--- Start of TASK DATA ---

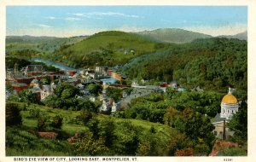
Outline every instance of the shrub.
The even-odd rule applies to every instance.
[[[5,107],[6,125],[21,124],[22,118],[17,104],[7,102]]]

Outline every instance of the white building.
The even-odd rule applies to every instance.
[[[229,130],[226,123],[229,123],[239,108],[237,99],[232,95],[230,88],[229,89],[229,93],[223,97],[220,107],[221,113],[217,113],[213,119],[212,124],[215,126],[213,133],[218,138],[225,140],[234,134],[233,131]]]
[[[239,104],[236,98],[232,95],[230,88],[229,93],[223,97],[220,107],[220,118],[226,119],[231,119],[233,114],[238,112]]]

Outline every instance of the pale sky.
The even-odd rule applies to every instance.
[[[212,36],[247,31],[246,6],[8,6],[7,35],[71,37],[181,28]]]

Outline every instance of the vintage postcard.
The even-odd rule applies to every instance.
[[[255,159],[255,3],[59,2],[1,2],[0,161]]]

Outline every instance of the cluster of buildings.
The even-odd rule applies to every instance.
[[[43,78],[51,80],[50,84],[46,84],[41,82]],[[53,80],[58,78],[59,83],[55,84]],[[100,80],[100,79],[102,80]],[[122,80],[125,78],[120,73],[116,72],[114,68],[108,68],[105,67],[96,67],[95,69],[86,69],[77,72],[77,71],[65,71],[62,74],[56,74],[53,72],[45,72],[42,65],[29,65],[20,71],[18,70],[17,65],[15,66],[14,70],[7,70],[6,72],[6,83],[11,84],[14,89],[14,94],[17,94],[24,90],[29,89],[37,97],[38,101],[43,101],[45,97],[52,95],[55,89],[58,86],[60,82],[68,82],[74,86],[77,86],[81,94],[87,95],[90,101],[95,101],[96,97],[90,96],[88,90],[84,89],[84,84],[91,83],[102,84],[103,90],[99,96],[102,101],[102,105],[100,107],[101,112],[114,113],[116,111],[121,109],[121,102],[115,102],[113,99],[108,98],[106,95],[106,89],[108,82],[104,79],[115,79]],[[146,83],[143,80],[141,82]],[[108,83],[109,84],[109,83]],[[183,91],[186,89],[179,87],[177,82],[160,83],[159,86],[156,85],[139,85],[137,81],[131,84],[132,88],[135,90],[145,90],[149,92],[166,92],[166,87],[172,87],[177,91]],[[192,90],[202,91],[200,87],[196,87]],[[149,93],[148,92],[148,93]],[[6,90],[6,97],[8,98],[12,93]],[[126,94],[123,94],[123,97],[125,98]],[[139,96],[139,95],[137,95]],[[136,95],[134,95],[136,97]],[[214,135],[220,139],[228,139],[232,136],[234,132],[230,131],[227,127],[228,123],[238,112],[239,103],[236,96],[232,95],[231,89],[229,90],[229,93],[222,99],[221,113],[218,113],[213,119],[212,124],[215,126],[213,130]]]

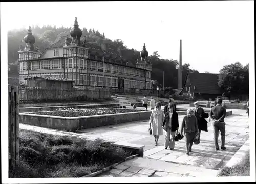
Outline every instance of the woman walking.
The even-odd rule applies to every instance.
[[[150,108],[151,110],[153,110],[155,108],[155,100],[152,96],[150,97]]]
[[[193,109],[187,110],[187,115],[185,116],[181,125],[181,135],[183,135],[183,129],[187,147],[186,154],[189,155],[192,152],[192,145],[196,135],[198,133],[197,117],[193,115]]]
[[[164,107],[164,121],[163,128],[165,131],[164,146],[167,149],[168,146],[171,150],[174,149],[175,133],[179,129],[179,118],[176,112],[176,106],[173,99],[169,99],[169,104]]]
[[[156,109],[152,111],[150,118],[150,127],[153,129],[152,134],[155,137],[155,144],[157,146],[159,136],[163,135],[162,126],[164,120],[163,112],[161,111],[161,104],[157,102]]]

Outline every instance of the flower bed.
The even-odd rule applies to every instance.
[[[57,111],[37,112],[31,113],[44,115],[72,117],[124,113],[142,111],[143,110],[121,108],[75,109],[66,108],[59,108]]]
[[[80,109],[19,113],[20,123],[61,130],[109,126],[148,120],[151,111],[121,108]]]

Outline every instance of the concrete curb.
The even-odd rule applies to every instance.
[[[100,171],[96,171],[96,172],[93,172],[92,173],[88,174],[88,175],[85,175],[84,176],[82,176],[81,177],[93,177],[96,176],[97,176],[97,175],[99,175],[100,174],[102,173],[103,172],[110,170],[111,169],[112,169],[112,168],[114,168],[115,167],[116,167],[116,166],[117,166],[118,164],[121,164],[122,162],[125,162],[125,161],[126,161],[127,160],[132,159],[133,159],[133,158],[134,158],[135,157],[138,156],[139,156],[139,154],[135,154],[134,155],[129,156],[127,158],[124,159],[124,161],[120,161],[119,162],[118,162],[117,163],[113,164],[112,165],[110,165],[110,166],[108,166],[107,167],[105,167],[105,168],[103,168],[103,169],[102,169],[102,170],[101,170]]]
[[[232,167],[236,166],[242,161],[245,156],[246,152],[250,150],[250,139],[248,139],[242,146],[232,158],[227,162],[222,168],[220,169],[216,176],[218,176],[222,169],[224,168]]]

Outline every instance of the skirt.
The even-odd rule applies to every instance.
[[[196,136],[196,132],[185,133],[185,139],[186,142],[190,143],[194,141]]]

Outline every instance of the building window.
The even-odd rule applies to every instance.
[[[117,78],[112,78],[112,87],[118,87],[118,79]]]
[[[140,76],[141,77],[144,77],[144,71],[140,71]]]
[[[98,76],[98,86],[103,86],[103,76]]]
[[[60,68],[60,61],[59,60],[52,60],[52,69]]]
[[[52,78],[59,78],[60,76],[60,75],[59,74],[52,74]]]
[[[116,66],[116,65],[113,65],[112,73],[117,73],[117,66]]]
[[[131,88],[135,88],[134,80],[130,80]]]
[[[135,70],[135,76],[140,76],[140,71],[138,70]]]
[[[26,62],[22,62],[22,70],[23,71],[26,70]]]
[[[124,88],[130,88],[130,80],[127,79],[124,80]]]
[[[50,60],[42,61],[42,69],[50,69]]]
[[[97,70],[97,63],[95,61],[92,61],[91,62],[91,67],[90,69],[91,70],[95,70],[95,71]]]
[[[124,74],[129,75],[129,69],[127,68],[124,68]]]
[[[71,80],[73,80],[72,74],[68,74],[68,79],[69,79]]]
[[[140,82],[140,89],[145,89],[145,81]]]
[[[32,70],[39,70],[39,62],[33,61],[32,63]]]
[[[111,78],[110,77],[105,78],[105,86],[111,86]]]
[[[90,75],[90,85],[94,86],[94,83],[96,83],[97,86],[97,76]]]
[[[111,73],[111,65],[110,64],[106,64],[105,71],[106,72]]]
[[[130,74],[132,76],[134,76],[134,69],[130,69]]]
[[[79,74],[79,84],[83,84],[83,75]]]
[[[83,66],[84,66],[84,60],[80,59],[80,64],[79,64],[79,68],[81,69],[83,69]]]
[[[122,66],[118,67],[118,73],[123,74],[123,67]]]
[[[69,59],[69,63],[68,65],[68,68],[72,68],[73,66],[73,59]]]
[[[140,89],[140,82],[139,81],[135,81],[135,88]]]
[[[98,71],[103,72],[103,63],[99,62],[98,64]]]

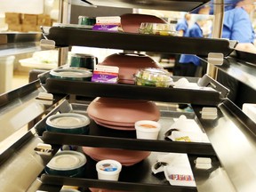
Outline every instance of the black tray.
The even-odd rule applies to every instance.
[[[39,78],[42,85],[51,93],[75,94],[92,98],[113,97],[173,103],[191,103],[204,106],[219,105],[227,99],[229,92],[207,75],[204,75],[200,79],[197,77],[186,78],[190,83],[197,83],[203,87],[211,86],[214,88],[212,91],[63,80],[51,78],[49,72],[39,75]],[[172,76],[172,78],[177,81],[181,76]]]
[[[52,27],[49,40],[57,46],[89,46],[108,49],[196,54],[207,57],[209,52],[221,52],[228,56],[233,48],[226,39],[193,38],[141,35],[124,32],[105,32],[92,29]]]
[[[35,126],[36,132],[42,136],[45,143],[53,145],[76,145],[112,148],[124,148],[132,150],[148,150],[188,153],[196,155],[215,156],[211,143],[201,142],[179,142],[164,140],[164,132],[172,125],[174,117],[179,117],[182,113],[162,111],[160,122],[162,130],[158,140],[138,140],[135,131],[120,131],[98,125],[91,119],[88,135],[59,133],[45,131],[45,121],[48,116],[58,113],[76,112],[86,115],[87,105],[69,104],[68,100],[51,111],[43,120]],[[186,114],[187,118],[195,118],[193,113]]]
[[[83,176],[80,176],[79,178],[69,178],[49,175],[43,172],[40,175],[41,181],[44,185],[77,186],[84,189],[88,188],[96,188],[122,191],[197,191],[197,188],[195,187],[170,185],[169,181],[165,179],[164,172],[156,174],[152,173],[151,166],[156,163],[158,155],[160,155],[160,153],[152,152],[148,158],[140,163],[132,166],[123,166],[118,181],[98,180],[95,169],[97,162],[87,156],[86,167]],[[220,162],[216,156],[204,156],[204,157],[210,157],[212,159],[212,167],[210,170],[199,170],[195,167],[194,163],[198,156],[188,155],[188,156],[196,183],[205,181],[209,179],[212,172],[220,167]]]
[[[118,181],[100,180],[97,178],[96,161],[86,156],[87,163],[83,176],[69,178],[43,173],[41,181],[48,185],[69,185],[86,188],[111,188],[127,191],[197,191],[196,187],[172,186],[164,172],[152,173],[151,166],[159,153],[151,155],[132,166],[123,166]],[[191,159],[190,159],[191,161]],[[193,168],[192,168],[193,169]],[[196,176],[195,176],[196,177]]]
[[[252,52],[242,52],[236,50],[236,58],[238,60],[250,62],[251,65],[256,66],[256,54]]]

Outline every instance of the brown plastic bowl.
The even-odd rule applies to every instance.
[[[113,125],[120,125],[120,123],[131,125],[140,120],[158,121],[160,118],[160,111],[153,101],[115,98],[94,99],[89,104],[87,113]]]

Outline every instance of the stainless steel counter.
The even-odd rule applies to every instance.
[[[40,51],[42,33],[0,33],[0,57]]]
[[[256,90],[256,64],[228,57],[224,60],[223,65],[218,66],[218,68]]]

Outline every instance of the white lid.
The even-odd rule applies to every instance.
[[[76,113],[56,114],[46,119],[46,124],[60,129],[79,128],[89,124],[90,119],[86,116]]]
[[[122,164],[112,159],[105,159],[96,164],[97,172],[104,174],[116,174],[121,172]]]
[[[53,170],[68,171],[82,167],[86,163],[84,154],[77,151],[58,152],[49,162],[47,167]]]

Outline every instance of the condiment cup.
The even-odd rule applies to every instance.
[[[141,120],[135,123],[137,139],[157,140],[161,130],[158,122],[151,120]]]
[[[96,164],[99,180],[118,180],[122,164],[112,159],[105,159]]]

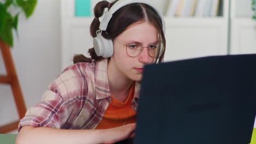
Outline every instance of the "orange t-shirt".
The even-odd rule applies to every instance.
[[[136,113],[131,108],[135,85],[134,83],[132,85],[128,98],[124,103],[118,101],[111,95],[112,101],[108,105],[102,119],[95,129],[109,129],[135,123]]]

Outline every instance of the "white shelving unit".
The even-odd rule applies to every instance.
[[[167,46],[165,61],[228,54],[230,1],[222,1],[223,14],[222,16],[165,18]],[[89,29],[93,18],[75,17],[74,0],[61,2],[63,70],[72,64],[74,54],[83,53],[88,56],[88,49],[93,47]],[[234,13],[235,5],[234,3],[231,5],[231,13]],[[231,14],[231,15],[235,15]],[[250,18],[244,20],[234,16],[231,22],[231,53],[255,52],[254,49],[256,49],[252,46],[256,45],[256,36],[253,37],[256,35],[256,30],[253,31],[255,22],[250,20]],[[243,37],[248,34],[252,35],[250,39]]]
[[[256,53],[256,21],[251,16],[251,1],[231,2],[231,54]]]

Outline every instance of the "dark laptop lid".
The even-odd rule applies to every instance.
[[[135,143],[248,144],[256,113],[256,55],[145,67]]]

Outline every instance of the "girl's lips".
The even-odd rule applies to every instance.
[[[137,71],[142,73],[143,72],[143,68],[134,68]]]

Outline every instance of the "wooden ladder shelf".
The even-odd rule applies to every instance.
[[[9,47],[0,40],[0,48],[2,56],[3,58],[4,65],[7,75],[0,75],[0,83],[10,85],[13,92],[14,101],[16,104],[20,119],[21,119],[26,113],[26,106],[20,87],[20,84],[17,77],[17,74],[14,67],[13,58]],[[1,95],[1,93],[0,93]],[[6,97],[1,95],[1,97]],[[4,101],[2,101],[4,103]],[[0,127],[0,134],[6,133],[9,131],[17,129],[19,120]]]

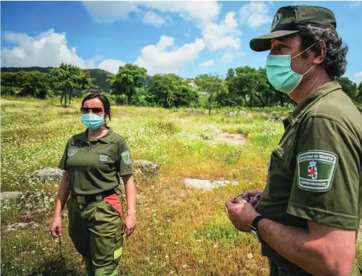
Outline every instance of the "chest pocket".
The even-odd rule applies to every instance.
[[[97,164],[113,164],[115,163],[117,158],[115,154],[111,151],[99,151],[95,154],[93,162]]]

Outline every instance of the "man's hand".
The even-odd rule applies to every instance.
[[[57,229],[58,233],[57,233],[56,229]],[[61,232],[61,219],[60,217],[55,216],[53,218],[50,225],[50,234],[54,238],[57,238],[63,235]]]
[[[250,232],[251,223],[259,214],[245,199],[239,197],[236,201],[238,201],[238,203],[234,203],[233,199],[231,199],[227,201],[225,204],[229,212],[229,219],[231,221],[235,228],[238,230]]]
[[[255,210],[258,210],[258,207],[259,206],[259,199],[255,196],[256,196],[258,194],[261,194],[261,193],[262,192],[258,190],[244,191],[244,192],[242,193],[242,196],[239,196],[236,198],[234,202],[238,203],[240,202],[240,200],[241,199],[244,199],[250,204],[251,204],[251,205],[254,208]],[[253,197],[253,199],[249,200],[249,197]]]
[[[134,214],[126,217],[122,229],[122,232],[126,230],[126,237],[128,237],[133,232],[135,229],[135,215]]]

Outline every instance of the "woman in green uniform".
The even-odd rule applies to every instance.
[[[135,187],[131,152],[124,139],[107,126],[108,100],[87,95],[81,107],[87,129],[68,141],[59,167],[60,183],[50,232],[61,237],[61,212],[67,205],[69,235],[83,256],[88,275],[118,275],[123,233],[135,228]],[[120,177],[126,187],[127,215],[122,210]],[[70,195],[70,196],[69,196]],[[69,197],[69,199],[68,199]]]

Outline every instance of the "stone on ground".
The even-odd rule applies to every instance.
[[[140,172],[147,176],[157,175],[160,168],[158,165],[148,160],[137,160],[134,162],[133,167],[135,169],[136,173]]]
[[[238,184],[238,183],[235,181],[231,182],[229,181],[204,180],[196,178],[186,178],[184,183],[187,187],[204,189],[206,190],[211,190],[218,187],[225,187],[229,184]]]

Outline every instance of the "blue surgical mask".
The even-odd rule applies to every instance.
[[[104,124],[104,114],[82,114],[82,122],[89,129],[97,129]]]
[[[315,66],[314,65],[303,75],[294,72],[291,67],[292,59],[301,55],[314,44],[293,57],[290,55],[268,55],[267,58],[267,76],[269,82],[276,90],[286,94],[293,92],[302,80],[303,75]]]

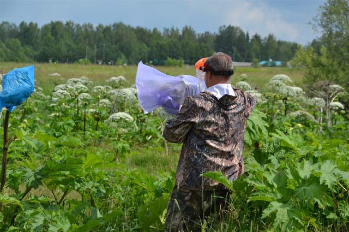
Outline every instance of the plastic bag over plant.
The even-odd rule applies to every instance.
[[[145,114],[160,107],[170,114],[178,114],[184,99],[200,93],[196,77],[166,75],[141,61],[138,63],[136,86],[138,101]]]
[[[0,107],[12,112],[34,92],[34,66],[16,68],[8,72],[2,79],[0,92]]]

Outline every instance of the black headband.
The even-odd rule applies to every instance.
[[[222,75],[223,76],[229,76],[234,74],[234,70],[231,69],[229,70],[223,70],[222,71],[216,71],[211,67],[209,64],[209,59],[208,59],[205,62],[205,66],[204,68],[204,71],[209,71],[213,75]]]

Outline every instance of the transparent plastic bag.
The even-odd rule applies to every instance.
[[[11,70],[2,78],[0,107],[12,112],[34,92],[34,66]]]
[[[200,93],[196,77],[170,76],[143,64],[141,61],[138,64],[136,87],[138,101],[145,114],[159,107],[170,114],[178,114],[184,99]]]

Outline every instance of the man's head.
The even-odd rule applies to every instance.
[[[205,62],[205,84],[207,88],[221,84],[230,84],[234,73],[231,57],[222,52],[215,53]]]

--- End of TASK DATA ---

■ CHALLENGE: Rewrite the part of the records that opens with the line containing "Outline every instance of the pale sky." and closes with the line containing "[[[255,159],[255,3],[59,2],[1,2],[0,161]]]", changing "vintage postcard" to "old postcard" and leaving all else unchanged. Return only those lines.

■ THE SOLUTION:
Outline every instance of the pale sky.
The even-odd rule applies to every instance.
[[[212,36],[247,31],[246,6],[8,6],[7,35],[71,37],[181,28]]]

Outline every instance of the old postcard.
The even-odd rule applies to every instance.
[[[255,159],[255,3],[59,2],[1,2],[0,161]]]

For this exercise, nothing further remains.